Input data —
------------------------------------------------

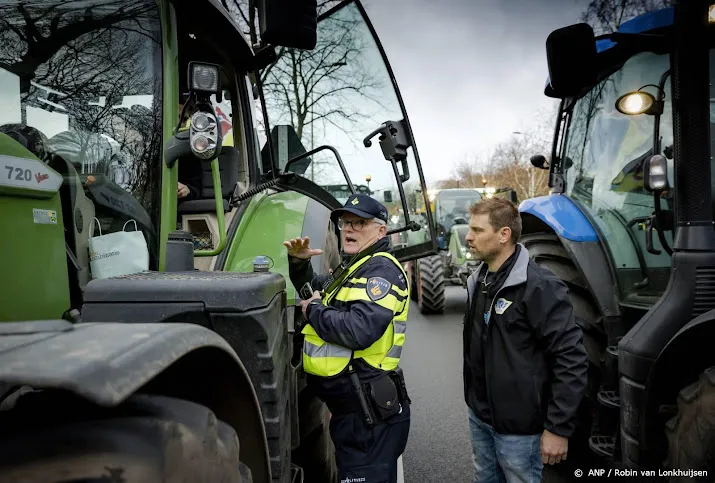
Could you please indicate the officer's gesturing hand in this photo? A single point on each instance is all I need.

------------------------------------------------

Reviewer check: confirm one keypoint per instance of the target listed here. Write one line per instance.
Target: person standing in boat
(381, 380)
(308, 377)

------------------------------------------------

Task prompt —
Pull out each line of the items that contains the word "instance", with case counting, and copy those lines in full.

Task solution —
Could you please indicate the officer's gesturing hand in this photo? A single point on each instance is all I need.
Reviewer check: confirm one keypoint per instance of the target listed here. Write one line per instance.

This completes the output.